### Task input
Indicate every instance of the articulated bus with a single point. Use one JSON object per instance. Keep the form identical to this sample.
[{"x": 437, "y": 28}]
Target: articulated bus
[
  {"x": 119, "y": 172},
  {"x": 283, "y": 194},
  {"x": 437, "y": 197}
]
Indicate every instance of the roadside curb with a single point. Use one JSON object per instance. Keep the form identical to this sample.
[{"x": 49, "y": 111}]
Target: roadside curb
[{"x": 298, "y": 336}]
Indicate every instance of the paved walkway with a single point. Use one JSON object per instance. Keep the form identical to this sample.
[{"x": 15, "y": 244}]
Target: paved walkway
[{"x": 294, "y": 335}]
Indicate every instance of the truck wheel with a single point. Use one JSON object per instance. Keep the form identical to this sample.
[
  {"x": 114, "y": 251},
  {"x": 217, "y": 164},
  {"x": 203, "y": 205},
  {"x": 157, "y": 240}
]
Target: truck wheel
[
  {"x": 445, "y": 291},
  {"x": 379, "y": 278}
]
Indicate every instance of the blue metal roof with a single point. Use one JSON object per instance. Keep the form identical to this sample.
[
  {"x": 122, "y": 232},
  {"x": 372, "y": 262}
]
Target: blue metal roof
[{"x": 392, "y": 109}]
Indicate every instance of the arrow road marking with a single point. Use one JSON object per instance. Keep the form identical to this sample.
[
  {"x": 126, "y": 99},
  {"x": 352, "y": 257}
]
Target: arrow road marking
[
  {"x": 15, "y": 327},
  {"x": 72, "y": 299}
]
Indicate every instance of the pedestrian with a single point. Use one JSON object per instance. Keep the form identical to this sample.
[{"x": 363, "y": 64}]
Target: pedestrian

### Task statement
For this exercise, gather every line of the data that contains the word "pedestrian".

### Expected output
Indicate every instance of the pedestrian with a single point. Use one JSON object per instance. Keep the form identical to this sample.
Target: pedestrian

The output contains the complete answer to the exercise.